━━ 本文の抜粋 ━━

前項では、インフレ圧力を緩和させるために生産性の向上が重要であることを示したが、世界経済がこの難局を乗り越えるという観点からは、各国が貿易の開放度を高めることを通じて、貿易に参加する国々の生産性を高めていくことは、一つの有効な手段であるといえる。本項では、貿易の開放度が生産性に与える効果について分析を行うとともに、貿易相手国の不確実性が自国に対して与える負の影響についても分析を行い、貿易のレジリエンシーを高めつつも、自由貿易の果実を享受可能とするパートナーシップの構築の在り方について示していく。

━━━
━━ 手元のデータ ━━

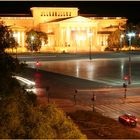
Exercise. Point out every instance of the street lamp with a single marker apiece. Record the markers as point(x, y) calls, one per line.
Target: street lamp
point(90, 43)
point(32, 39)
point(130, 35)
point(121, 40)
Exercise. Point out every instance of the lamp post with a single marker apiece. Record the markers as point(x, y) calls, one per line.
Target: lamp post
point(15, 36)
point(32, 39)
point(90, 44)
point(130, 35)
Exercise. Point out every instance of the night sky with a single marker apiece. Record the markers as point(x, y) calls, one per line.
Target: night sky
point(128, 9)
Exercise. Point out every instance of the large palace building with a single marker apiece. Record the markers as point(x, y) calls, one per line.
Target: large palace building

━━━

● **課題の内容**:
1. 本文を読んで、次の三つに答えてください。
(a) 前項では何が重要だと示したとされていますか。
(b) 本項では、貿易の開放度が何に与える効果を分析しますか。
(c) 自国に負の影響を与えるものとして分析されるのは、貿易相手国の何ですか。
2. 次の(a)〜(c)が本文と合っているかどうか、「はい」か「いいえ」で答えてください。判断の決め手になった本文の言葉もそのまま引いてください。
(a) 本項では、貿易相手国の不確実性が自国に与える影響も分析する。
(b) 本文は、各国が貿易の開放度を下げることを有効な手段としている。
(c) 前項では、インフレ圧力を和らげるうえで生産性の向上が重要だと示した。
3. 本文で、本項が取り組むとされている事柄をすべて挙げてください。
ここでは記録は使いません。

● **課題ごとの答え**:
1.
(a) インフレ圧力を緩和させるために生産性の向上が重要であること
(b) 生産性
(c) 不確実性

2.
(a) はい。「貿易相手国の不確実性が自国に対して与える負の影響についても分析を行い」
(b) いいえ。「各国が貿易の開放度を高めることを通じて」
(c) はい。「インフレ圧力を緩和させるために生産性の向上が重要であることを示した」

3.
・貿易の開放度が生産性に与える効果の分析
・貿易相手国の不確実性が自国に対して与える負の影響の分析
・貿易のレジリエンシーを高めつつも、自由貿易の果実を享受可能とするパートナーシップの構築の在り方を示すこと